TEXT PROVIDED
== == ==
June 12, 2019 The U.S. House of Representatives Judiciary Committee voted unanimously to reauthorize the September 11th Victim Compensation Fund on Wednesday.
The bill will guarantee support for sick first responders and survivors of the September 11, 2001 terrorist attacks until 2090, but it still needs to pass the U.S. House and Senate.
On Tuesday, an emotional Jon Stewart testified in front of a congressional committee over the treatment of 9/11 first responders. Stuart told members of the committee that families want to know, “Why this is so damn hard and takes so damn long?”
Stewart has been a voice for the victims and first responders, frequently appearing on Capitol Hill to lobby Congress for increased funding to aid those who suffered illnesses following the attacks.
Last month, a new Memorial Glade honoring all first responders and recovery workers opened at the 9/11 Memorial and Museum in New York City. Former New York City Mayor, Michael Bloomberg, the chairman of the National September 11 Memorial and Museum, told hundreds gathered on the plaza for the ceremony:
“We have a duty to care for those who need it and to honor the memory of those who died. The memorial glade helps us to fulfill that duty.”
== == ==
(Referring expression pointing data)
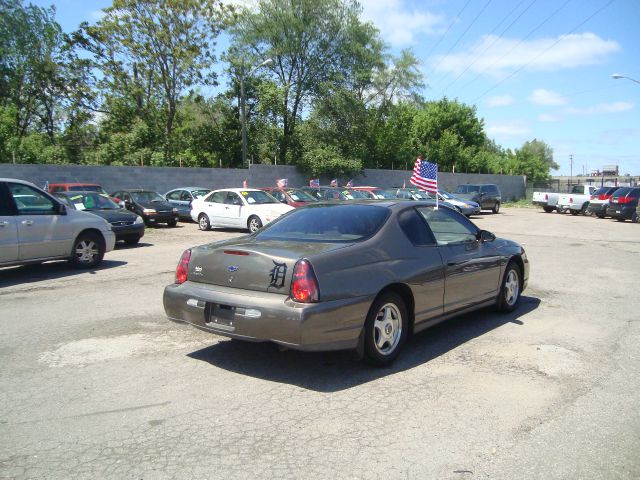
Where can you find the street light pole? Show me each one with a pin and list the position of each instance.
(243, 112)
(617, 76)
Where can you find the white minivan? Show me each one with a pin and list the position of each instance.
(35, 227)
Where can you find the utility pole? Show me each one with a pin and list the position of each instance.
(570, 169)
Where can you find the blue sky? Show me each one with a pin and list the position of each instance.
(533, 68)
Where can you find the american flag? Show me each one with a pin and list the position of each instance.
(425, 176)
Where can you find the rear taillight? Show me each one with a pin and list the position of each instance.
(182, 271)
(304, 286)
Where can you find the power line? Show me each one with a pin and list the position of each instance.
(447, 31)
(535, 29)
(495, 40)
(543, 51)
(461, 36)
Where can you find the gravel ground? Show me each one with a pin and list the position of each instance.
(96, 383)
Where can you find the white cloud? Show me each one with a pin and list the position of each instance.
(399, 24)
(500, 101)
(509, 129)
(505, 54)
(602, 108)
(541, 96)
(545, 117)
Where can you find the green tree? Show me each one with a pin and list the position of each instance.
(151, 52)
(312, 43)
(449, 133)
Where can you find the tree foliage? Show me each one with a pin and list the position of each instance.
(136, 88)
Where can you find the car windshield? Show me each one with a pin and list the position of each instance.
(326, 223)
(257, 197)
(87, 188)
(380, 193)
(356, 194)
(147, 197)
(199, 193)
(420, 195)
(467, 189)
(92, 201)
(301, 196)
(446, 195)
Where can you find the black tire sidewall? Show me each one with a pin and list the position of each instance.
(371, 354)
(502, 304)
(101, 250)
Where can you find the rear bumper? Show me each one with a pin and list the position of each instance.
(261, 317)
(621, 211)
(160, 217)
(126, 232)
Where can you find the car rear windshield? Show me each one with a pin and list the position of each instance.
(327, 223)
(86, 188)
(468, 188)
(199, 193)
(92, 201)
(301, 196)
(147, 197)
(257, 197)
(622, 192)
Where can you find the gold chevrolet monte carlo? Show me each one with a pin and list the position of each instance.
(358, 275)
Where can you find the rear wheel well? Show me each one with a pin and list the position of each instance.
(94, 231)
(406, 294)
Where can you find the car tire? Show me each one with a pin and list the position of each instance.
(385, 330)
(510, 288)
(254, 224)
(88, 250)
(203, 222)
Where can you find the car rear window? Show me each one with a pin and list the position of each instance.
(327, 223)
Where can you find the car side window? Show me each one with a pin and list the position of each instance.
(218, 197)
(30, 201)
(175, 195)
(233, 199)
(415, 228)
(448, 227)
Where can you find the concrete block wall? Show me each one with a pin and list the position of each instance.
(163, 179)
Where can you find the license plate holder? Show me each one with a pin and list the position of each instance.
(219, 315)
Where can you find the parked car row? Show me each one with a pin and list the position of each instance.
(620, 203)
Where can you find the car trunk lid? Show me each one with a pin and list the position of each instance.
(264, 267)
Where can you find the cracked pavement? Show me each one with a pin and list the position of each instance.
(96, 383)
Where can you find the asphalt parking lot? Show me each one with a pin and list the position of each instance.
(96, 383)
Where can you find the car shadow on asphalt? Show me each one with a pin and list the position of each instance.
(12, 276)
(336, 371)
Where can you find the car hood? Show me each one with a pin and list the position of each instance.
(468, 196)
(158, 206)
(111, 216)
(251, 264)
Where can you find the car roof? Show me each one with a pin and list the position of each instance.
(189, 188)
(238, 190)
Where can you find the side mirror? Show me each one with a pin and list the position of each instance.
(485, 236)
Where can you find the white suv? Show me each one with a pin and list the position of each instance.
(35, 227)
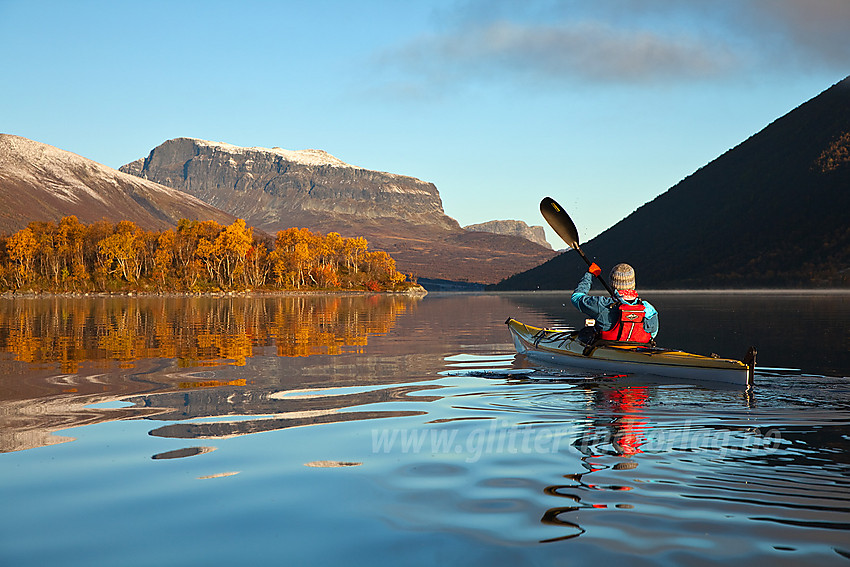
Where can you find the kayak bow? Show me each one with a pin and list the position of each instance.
== == ==
ACTIONS TO TAKE
1. List every year mentioned in the article about the 9/11 compensation fund.
2. According to the article about the 9/11 compensation fund, how did the House Judiciary Committee vote on reauthorizing the fund?
3. Resume the article about the 9/11 compensation fund, picking up after its final sentence.

RESPONSES TO THE EXERCISE
1. 2019, 2001, 2090

2. It voted unanimously to reauthorize it.

3.
Thousands of first responders including fire fighters, paramedics, EMT workers, police officers and ground zero recovery workers have died from or are still battling diseases —including cancers that doctors with the World Trade Center Health Program have associated with exposure to toxic fumes and dust at Ground Zero.
In February, 9/11 victims received a letter informing them that because the 9/11 fund was running out of money due to an increase in death and cancer claims, payouts would be cut by half or more.
Meanwhile, President Trump asked Congress for $8 million and declared a national emergency to get a wall built on the United States’ southern border. The real emergency, Stewart said, involves the people who need assistance from the Victims Compensation Fund.
“How can we let them just struggle and suffer?” Stewart asked. “This is a real — a national emergency, if you will.”